> **What this task involves**: Every line below that holds the word "foliage" must be listed.

[Excerpts from a dataset]
------------------------------------

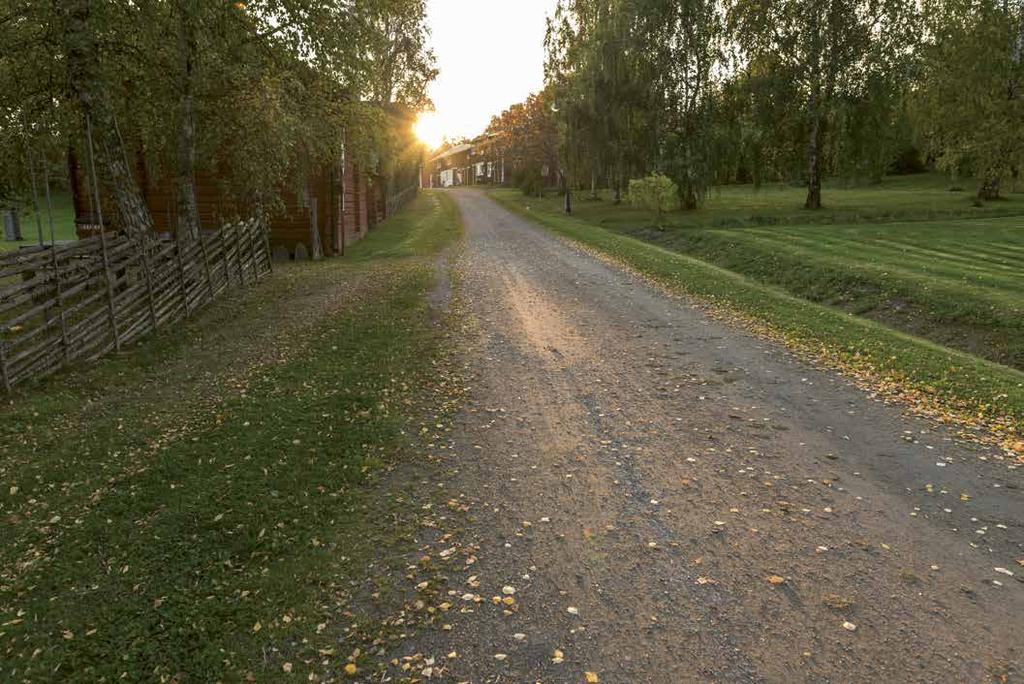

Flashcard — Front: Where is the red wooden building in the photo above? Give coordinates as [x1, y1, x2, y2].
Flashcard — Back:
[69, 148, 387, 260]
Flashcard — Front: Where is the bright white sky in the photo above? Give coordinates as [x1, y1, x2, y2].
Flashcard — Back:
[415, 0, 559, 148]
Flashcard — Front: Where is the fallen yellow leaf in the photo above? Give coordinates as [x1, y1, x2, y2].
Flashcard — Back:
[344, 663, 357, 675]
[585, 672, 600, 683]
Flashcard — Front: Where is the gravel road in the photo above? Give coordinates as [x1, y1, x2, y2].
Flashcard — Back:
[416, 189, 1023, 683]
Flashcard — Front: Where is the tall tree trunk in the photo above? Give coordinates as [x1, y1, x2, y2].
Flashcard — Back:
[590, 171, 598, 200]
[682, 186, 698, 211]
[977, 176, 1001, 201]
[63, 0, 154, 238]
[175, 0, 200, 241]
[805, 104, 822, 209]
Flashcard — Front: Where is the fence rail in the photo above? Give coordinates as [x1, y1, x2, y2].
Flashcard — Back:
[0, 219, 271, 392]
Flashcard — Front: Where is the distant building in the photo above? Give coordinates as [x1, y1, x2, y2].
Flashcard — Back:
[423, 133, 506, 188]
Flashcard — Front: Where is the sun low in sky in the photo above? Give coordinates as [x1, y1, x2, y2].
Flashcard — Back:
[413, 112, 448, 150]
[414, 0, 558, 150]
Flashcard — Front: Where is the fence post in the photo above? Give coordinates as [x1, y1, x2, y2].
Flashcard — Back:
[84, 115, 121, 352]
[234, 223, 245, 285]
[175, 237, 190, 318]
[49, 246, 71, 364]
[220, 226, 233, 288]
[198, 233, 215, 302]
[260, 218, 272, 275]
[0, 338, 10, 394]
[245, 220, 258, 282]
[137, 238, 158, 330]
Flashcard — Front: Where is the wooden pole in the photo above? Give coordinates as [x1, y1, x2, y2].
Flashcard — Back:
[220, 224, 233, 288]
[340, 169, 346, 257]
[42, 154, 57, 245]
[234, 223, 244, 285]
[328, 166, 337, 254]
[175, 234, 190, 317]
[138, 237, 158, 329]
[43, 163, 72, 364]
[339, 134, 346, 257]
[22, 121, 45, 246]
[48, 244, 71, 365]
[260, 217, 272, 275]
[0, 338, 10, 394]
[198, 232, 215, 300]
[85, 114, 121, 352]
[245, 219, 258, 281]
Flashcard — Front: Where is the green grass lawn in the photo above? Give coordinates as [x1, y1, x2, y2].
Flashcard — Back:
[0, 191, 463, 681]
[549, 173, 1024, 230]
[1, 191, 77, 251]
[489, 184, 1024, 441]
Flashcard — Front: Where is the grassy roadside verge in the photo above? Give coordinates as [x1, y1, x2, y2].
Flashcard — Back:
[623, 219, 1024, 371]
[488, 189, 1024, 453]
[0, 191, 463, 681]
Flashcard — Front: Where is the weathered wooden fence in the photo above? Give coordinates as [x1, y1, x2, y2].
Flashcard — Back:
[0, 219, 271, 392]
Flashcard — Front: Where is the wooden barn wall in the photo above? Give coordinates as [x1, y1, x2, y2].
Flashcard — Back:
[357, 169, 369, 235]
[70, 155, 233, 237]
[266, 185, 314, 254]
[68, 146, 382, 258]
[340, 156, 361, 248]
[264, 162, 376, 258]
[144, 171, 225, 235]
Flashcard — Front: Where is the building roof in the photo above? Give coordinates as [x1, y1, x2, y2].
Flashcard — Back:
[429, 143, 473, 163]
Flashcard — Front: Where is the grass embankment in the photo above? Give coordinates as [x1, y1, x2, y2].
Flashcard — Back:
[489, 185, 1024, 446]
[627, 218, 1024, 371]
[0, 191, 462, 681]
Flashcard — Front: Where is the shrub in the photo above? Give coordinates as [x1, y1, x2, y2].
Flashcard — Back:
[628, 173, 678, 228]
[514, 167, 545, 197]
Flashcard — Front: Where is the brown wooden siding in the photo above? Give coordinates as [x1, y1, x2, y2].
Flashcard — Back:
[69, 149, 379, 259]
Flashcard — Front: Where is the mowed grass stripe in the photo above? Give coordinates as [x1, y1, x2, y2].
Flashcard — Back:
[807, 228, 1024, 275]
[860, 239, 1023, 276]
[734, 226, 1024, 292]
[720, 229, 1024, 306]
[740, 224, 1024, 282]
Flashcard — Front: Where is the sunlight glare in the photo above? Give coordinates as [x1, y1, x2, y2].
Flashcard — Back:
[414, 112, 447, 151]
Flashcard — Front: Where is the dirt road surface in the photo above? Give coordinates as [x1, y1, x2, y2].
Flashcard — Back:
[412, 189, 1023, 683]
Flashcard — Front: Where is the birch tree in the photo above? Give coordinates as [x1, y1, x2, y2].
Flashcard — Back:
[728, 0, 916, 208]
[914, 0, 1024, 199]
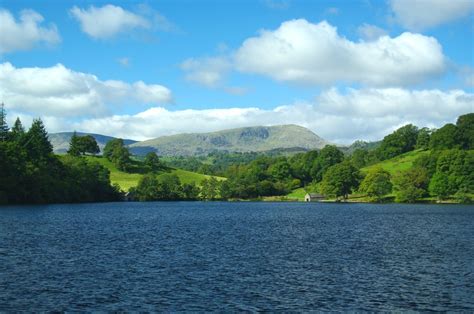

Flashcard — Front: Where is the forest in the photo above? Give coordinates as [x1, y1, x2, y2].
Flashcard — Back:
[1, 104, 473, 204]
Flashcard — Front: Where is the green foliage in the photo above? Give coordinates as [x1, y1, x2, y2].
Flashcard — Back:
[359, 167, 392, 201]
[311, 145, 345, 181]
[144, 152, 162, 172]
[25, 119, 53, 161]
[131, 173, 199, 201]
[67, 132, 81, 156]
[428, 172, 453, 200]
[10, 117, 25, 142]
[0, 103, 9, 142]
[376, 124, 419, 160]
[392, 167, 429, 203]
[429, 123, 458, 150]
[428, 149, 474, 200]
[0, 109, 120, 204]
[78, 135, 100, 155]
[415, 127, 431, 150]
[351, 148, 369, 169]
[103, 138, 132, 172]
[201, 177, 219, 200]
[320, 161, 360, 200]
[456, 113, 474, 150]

------------------------------------

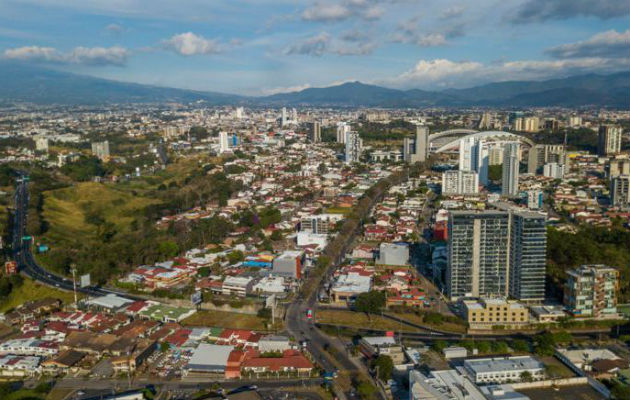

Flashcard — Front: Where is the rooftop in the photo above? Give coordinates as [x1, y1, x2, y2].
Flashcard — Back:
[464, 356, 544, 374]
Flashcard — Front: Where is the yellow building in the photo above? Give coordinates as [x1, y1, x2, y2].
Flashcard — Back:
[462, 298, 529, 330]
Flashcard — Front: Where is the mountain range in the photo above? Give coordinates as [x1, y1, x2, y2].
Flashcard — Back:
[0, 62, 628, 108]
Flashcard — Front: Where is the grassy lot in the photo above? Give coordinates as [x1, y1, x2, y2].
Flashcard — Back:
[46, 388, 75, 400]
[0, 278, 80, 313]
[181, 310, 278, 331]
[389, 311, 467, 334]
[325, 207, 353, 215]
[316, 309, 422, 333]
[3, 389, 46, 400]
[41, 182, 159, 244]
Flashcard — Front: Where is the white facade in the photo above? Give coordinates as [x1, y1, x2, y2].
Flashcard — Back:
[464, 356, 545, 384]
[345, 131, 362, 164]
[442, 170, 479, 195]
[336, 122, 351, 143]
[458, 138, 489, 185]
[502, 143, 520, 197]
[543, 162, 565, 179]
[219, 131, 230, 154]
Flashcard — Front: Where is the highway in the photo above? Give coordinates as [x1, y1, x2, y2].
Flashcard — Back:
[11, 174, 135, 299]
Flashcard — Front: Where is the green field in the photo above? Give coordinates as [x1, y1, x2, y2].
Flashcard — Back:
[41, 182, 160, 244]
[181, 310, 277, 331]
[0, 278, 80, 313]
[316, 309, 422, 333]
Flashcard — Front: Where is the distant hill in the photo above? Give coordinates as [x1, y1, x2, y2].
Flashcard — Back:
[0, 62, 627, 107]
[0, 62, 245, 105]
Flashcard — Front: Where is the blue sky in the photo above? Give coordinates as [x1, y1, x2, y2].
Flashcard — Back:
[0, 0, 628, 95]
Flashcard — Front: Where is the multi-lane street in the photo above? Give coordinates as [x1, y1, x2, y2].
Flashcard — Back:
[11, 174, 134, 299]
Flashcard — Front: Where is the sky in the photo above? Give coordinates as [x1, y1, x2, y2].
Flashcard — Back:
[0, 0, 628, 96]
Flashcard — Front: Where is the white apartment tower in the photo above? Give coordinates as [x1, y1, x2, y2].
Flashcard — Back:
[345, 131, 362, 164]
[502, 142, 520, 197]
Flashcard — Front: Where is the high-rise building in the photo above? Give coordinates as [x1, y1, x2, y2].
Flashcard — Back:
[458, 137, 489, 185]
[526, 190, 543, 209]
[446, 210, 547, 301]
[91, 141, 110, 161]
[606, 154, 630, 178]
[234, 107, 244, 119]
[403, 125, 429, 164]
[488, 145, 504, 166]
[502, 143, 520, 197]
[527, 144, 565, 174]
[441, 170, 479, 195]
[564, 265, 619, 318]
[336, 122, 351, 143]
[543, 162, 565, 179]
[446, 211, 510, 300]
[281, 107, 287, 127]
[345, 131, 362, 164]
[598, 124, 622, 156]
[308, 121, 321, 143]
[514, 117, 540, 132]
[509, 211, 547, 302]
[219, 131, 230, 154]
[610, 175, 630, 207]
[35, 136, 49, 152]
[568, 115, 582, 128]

------------------------------------

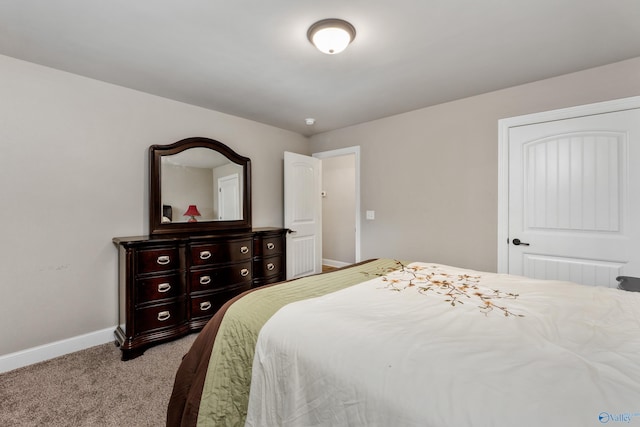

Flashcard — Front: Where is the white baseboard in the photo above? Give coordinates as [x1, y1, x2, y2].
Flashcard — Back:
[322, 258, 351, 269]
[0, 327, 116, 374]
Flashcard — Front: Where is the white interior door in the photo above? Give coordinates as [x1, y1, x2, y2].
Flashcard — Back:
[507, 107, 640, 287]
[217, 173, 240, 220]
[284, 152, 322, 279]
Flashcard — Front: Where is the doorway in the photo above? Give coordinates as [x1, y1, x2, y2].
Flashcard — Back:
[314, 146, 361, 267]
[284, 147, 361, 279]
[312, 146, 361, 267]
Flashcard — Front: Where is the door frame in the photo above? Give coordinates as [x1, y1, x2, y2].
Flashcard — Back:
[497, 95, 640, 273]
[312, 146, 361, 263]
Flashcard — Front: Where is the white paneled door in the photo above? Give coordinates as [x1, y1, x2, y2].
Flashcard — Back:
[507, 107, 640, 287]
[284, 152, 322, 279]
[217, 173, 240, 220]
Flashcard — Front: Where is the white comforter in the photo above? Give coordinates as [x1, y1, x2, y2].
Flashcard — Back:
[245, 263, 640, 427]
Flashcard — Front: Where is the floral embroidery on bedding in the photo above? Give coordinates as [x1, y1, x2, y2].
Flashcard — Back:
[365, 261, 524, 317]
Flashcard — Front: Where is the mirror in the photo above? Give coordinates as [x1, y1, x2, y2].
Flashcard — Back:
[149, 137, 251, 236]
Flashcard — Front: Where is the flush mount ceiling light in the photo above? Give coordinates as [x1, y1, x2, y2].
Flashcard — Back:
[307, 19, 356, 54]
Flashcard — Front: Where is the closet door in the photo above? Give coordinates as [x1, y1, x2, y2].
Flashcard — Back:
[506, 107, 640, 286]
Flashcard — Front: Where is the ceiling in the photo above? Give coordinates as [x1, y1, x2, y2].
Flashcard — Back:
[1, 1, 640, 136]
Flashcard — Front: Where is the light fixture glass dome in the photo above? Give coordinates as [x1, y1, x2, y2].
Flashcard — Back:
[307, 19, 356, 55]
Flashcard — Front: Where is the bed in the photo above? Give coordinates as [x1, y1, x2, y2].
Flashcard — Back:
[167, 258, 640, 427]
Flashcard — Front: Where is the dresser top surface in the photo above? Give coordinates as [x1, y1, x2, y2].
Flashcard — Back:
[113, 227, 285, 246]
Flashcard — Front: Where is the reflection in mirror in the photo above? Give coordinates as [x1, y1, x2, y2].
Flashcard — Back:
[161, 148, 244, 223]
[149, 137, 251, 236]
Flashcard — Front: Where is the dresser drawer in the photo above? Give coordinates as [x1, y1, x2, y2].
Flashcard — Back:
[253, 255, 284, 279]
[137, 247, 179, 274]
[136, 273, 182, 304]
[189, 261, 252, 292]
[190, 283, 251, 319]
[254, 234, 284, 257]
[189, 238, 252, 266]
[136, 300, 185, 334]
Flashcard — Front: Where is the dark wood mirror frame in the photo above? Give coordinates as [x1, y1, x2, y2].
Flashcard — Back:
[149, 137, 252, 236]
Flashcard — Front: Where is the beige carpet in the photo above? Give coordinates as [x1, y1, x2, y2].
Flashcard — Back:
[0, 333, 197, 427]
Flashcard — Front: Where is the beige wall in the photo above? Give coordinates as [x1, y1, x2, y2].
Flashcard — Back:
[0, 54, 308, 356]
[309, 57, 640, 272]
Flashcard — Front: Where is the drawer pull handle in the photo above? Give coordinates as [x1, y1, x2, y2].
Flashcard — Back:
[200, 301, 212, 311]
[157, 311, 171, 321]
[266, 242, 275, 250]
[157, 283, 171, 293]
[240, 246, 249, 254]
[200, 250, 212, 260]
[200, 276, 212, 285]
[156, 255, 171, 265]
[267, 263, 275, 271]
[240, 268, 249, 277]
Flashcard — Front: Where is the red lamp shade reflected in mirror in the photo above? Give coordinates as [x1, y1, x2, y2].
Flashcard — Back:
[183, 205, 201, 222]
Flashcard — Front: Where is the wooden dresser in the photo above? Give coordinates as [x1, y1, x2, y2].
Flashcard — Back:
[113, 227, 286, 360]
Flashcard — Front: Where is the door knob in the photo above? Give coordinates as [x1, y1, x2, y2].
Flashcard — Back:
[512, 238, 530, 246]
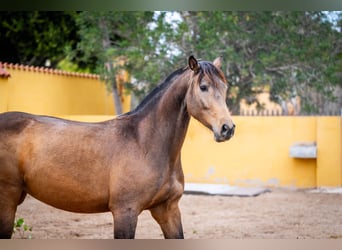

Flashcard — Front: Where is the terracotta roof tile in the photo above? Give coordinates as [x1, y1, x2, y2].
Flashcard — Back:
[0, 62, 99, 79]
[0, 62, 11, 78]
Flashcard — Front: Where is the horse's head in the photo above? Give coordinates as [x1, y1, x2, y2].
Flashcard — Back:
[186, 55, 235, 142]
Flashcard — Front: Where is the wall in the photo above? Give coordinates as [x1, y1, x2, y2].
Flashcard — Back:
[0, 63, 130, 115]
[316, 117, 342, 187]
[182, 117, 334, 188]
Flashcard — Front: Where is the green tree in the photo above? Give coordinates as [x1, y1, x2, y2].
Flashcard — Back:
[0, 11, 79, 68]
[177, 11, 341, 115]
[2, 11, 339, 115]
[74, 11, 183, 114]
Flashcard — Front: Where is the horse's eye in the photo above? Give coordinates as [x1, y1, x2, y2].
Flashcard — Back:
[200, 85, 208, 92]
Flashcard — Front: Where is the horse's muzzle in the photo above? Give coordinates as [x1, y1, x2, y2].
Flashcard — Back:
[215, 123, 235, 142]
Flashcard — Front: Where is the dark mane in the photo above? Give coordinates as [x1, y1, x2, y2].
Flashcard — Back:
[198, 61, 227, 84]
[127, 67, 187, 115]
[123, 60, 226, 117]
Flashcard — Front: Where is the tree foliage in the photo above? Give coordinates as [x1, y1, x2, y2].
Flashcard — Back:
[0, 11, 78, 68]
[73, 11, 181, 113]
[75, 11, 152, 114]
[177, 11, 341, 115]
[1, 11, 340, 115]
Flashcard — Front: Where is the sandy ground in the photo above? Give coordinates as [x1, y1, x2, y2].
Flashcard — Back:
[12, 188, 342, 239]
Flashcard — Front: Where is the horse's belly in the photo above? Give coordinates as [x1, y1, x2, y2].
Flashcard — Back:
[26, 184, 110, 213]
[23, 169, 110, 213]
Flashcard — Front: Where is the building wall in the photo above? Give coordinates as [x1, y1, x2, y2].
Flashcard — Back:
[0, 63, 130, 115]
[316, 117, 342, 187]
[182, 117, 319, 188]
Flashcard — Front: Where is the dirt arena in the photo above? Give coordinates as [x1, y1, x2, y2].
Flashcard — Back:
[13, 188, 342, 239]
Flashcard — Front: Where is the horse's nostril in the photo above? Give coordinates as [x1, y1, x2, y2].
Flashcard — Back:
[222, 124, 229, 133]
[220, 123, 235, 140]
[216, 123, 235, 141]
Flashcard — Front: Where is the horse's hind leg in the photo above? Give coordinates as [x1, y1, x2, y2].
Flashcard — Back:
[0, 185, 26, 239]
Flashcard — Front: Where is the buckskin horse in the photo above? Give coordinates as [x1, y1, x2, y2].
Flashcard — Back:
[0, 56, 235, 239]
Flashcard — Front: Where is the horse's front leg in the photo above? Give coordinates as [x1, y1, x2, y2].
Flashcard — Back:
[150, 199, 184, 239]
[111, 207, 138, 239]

------------------------------------

> **Completed exercise**:
Flashcard — Front: Where is the green foliage in the photo above? Give coordinates as [x1, y1, x2, y2].
Flashcard — Front: Where is the tree foliage in the photo above? Give coordinates as [x1, y1, x2, y2].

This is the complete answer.